• Texte
1°- ALORS QUE le délai de prescription de l'action en réparation du préjudice d'anxiété court à compter du jour où le salarié a connaissance du risque à l'origine de son anxiété c'est à dire à la date de l'arrêté ministériel ayant inscrit l'activité de l'employeur sur la liste des établissements ouvrant droit au bénéfice de l'allocation de cessation anticipée d'activité des travailleurs de l'amiante – Acaata- ; qu'en l'espèce, l'établissement de la Suze-sur-Sarthe, au sein duquel ont travaillé Mme X... et Y..., respectivement jusqu'en 1973 et 1966, a été inscrit sur la liste des établissements ouvrant droit à l' Acaata par arrêté du 3 juillet 2000, pour la période allant de 1960 à 1992 ; qu'en écartant cette date, comme date de connaissance du risque, et en retenant celle du décret du 17 août 1977 relatif à des mesures d'hygiène applicables dans les établissements où le personnel est exposé à l'amiante pour en déduire que les salariées ne pouvaient ignorer les dangers de l'amiante après ce décret et déclarer prescrite leur action du fait qu'elles ont saisi le conseil de prud'hommes en 2010, la cour d'appel a violé l'article 2262 du code civil dans sa rédaction antérieure à la loi n° 2008-561 du 17 juin 2008, l'article 26 II de cette même loi et l'article 2224 du code civil ;

2°- ALORS qu'il s'ensuit que, le délai de prescription de l'action des salariées en réparation du préjudice d'anxiété ayant commencé à courir à compter du 3 juillet 2000 à une période où l'action était soumise à la prescription trentenaire de l'article 2262 du code civil, les dispositions de l'article 26 II de la loi n° 2008-561 du 17 juin 2008 qui a réduit le délai de prescription à cinq ans avaient vocation à s'appliquer, ce dont il s'évince que l'action des salariées n'était pas prescrite lorsqu'elles ont saisi le conseil de prud'hommes en 2010 ; qu'en jugeant le contraire et en écartant l'application de la loi du 17 juin 2008, la cour d'appel a violé l'article 2262 du code civil dans sa rédaction antérieure à la loi n° 2008-561 du 17 juin 2008, l'article 26 II de cette même loi et l'article 2224 du code civil.

• Données enregistrées
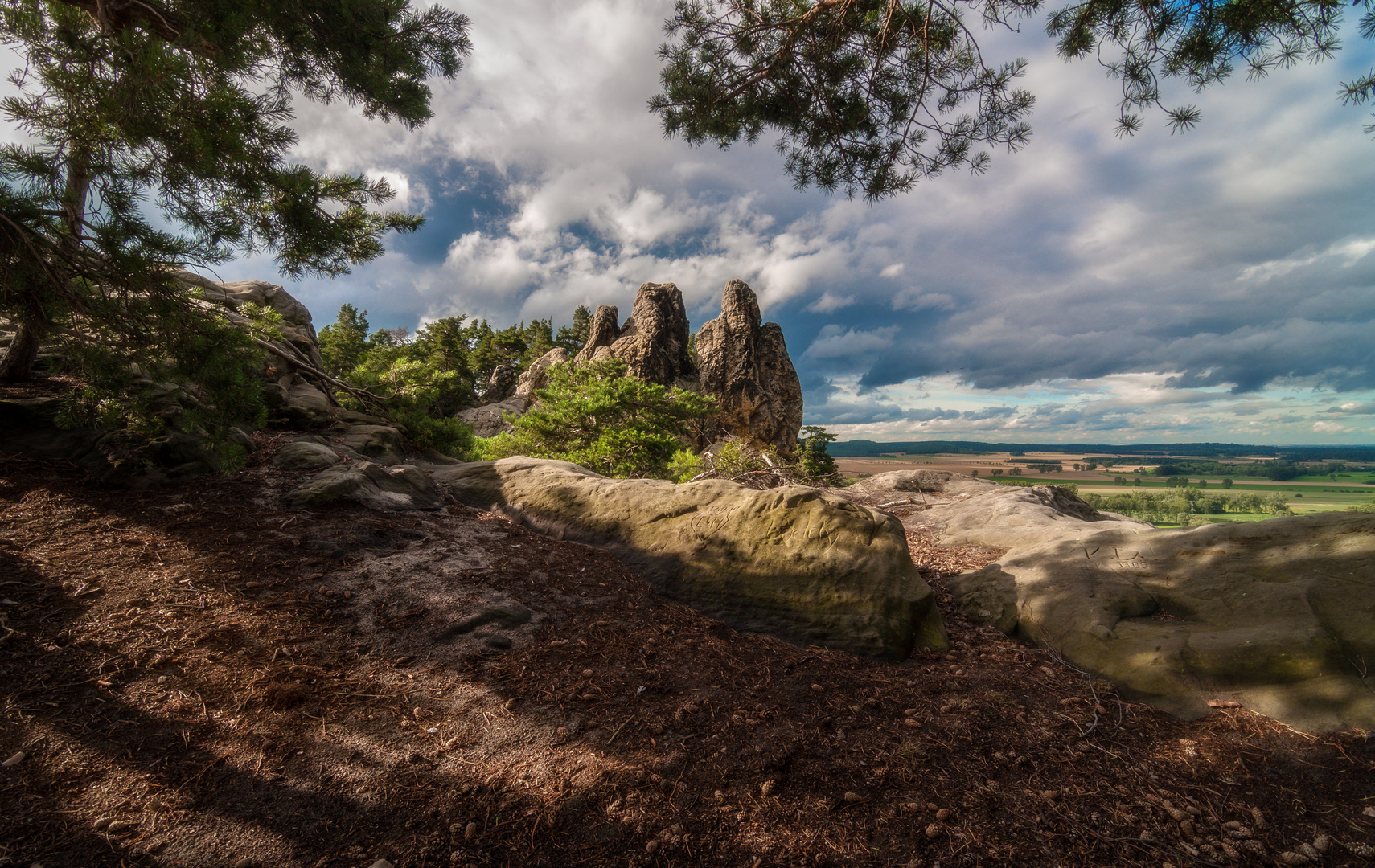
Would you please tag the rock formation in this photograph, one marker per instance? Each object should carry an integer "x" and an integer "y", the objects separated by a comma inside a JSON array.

• Exercices écrits
1: Indiquez si chacune des affirmations suivantes est conforme au texte sur le préjudice d'anxiété, en répondant par oui ou par non et en citant les mots décisifs du texte : (a) l'établissement de la Suze-sur-Sarthe a été inscrit sur la liste par un arrêté du 3 juillet 2000 ; (b) les salariées ont saisi le conseil de prud'hommes en 2000 ; (c) la loi du 17 juin 2008 a réduit le délai de prescription à dix ans.
2: Poursuivez le texte sur le préjudice d'anxiété à partir du point où il s'arrête.
Le matériel fourni n'est pas nécessaire ici.

• Corrigés
1:
(a) Oui : « par arrêté du 3 juillet 2000 ».
(b) Non : « elles ont saisi le conseil de prud'hommes en 2010 ».
(c) Non : « qui a réduit le délai de prescription à cinq ans ».

2:
Synthèse
Formation : Chambre sociale
Numéro d'arrêt : 16-16651
Date de la décision : 06/07/2017
Sens de l'arrêt : Cassation partielle
Type d'affaire : Sociale

Références :

Décision attaquée : Cour d'appel de Versailles, 03 mars 2016


Publications
Proposition de citation : Cass. Soc., 06 jui. 2017, pourvoi n°16-16651


Composition du Tribunal
Président : Mme Guyot (conseiller le plus ancien faisant fonction de président)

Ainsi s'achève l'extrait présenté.